◆ **DIRECTIONS**: The line containing "One dot per instance of the blue sky" and every line after it, through the last, are to be extracted exactly; no other lines belong in the answer.

◆ **INPUT MATERIAL**:
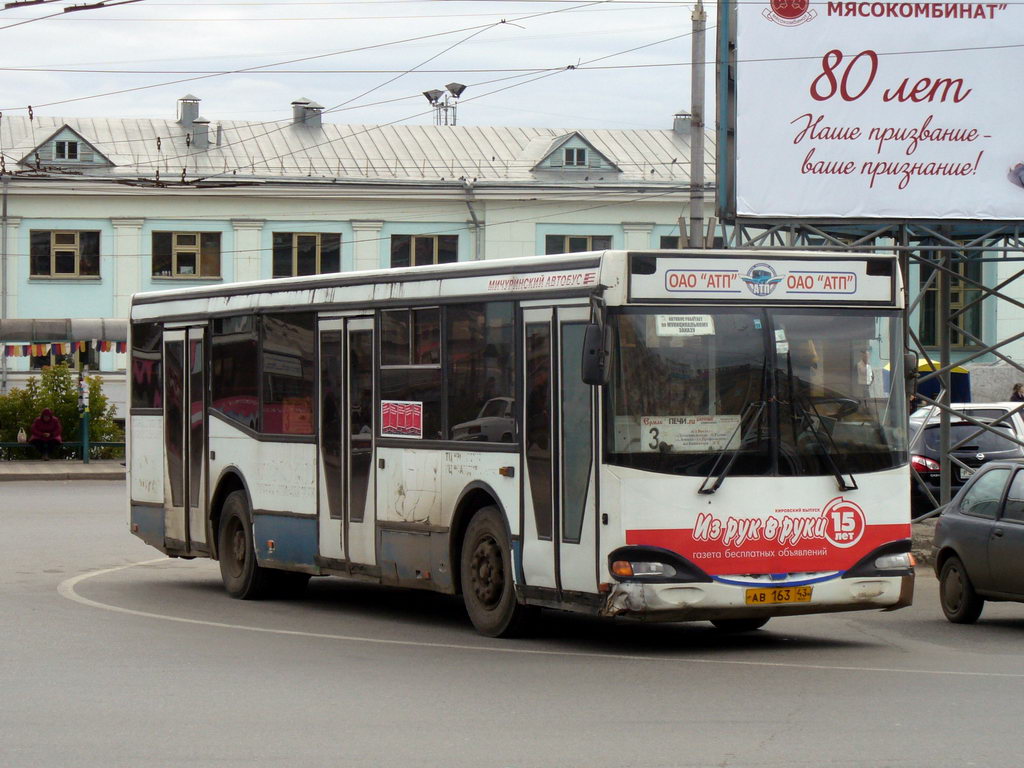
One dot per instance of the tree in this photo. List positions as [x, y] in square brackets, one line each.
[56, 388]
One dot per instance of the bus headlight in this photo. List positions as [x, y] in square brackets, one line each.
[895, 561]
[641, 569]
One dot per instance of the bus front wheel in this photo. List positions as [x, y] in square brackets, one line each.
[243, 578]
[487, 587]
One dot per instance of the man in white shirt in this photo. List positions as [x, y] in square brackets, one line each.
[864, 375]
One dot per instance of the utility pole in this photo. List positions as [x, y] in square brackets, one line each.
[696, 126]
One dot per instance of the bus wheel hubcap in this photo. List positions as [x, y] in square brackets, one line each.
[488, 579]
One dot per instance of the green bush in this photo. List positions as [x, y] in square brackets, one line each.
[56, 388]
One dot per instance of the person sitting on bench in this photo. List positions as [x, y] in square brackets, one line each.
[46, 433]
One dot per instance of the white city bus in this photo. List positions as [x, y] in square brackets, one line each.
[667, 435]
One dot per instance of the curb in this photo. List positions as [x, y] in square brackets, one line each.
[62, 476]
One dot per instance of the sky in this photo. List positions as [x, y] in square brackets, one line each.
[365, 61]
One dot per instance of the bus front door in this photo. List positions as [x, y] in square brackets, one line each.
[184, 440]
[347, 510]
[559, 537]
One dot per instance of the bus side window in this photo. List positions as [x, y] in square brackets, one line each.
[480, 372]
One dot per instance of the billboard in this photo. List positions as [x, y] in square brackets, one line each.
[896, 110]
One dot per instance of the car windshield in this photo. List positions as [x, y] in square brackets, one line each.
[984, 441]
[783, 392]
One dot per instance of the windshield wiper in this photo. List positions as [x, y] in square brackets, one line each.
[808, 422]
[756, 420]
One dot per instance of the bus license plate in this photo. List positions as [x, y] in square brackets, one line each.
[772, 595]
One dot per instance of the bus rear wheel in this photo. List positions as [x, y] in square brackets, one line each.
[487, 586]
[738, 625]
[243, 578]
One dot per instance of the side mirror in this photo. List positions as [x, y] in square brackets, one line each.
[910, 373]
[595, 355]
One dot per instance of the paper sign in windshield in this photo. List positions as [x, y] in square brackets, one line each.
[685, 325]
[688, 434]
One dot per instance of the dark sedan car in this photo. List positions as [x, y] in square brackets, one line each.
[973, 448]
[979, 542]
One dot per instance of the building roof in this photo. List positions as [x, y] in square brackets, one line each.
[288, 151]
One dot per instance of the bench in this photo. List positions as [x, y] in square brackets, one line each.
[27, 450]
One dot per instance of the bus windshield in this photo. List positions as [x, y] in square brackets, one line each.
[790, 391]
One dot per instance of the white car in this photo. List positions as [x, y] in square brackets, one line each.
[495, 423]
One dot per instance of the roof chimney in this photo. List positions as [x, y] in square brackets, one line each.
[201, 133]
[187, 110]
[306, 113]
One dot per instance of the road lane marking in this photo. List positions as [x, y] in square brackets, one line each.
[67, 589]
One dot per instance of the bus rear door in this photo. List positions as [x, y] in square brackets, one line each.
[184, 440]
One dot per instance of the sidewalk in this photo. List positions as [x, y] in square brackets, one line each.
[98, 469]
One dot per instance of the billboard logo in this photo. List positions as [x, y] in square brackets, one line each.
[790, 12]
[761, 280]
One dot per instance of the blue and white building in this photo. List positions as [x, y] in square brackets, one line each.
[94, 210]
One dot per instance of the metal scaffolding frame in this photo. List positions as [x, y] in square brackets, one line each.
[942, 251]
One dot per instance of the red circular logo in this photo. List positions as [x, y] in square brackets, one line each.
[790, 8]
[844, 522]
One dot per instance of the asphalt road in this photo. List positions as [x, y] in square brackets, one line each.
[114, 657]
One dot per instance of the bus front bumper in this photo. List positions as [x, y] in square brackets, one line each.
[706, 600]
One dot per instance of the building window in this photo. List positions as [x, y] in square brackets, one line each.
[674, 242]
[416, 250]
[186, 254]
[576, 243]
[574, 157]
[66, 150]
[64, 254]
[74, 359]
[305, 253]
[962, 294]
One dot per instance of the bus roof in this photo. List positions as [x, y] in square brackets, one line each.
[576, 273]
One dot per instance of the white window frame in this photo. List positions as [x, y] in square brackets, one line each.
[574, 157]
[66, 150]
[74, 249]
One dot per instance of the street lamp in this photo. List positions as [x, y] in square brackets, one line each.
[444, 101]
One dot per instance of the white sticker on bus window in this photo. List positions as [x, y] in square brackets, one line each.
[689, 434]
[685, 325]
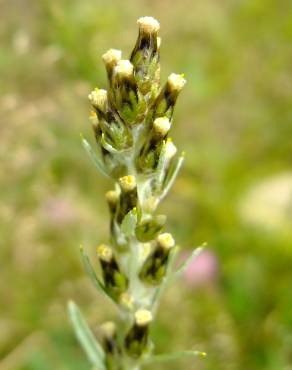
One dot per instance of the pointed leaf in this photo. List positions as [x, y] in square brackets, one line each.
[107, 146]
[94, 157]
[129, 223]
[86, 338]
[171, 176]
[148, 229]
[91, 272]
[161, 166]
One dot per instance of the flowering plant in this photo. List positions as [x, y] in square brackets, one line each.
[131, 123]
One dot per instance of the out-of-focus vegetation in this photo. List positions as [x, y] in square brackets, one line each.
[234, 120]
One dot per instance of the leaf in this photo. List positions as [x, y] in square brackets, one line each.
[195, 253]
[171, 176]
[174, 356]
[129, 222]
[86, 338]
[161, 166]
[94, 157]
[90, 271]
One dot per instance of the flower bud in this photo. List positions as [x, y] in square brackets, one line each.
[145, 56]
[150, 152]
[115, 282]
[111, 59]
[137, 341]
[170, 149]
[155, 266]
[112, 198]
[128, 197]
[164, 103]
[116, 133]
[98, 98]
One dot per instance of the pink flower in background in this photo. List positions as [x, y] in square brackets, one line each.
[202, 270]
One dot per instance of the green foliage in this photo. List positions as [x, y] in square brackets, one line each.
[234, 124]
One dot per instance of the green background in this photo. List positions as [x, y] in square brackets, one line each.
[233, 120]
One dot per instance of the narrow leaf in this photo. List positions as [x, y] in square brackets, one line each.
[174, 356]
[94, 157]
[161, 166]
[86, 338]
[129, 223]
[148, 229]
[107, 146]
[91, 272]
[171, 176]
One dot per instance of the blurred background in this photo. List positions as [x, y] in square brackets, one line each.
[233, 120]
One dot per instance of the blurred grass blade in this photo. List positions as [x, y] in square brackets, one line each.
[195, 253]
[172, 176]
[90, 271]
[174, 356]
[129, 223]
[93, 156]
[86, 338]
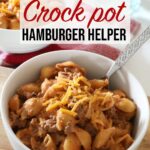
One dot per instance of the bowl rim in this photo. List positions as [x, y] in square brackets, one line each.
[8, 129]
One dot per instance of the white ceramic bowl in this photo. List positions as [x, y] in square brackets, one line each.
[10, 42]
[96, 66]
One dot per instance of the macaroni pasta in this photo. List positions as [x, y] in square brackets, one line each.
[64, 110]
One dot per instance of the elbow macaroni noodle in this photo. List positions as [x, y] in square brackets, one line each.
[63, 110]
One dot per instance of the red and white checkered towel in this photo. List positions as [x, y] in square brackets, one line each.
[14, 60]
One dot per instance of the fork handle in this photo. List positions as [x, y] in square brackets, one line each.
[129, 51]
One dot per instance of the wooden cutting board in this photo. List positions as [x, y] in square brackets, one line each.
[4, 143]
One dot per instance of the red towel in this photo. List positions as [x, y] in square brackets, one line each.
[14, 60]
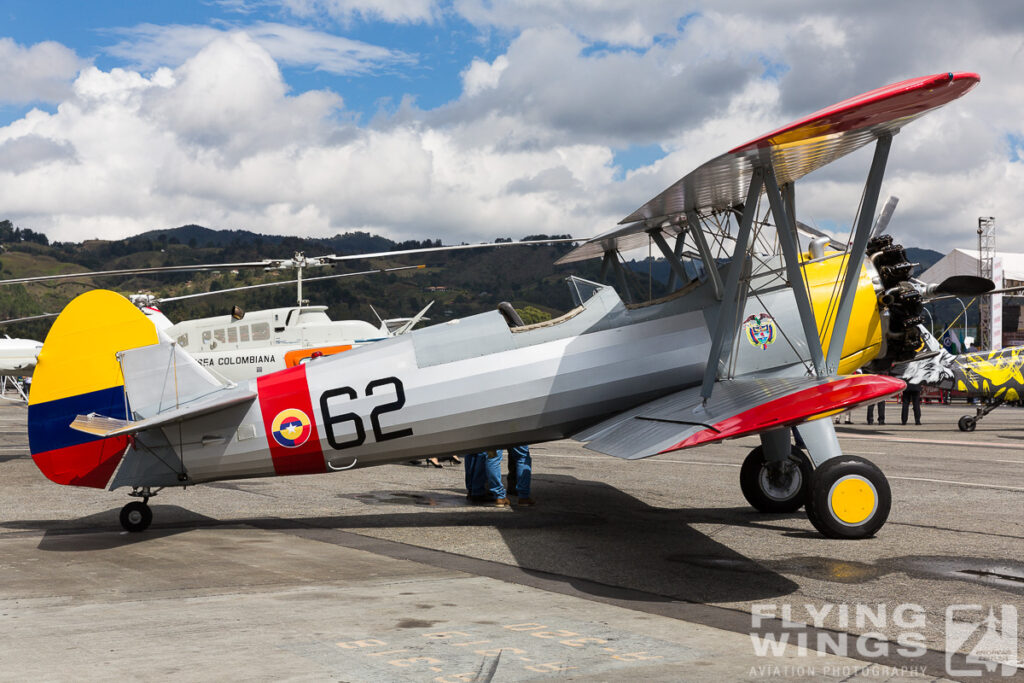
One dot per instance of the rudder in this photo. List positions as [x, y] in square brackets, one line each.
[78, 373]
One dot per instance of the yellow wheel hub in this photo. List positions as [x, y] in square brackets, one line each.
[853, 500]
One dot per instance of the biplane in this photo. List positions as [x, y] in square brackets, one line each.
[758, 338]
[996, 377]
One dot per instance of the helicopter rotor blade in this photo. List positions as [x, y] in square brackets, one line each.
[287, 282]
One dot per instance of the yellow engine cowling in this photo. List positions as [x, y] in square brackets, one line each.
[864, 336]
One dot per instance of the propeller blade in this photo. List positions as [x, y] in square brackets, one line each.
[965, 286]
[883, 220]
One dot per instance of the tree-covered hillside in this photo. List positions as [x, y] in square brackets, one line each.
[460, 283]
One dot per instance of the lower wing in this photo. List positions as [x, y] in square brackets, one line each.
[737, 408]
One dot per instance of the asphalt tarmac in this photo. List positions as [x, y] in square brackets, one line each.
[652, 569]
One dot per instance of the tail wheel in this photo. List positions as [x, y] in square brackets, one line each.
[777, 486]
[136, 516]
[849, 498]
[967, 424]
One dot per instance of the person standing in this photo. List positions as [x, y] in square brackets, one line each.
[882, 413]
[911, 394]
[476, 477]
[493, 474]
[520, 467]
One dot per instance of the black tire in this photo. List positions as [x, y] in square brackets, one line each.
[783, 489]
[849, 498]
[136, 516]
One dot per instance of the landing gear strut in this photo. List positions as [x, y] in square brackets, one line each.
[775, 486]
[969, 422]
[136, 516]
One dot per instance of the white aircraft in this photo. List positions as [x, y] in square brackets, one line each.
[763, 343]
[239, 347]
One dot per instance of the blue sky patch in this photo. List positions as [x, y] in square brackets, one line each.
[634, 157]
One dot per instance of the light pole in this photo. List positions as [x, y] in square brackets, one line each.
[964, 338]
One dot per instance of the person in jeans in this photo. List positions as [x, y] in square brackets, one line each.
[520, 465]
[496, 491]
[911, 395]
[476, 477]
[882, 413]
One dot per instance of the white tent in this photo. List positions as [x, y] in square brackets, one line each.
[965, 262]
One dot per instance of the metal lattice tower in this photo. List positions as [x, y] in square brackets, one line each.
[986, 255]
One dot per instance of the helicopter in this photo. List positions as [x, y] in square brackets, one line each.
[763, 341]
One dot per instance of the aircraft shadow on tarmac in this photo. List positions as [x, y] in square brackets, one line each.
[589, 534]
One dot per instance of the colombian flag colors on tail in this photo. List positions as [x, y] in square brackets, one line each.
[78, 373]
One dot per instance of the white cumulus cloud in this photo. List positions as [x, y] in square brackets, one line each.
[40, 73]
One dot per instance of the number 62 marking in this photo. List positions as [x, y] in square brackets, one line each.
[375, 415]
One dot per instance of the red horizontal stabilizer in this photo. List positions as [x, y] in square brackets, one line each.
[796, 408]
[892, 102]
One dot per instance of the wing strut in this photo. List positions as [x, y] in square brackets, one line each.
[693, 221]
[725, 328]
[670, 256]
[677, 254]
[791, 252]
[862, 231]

◆ **TASK OUTPUT**:
One dot per instance of the blue sky patch in this photo. List positions as [x, y] in square brackets, one line each.
[634, 157]
One dot per instance of the light pole in this photo. List positions as [x, y] in square brackets, one line each.
[964, 338]
One dot per instance of the person in jeans in this photo. List positions as [x, y] in square brackets, one line each.
[520, 465]
[496, 491]
[911, 395]
[476, 477]
[882, 413]
One dot per instance of the white tent in this photo. List positions as [x, y] in square brackets, one line each.
[965, 262]
One dot per instance of the metal lattice tower in this photo. List positions as [x, y] in square brackets, one line each.
[986, 255]
One dot per instance of the helicopter in this photo. List positions as [x, y] in square brackets, one line each.
[763, 341]
One dot per instance of the aircraft shadow on tarmac in this photo. List positions as [x, y] in square brackets, one line each.
[589, 534]
One dot per instance of the colombian flag colors on tail in this photo. List positions as [x, y] in square brackets, one line each.
[78, 373]
One dot per instance of the white cumulus cloud in this photo. List positions as [x, y] in square brackets, one line each.
[40, 73]
One dot per instance of the number 62 marking in this photo. List positions as [x, y] in square brackets, one line each.
[375, 415]
One dot per instance of the red horizontal stabilizer in this photo. List positions as [x, y] in square brackets, one line each.
[796, 408]
[892, 102]
One dot per instance of the wing strut in this photo. List positions as [x, y] in square brackets, one line each.
[693, 221]
[725, 328]
[670, 256]
[677, 254]
[791, 252]
[862, 231]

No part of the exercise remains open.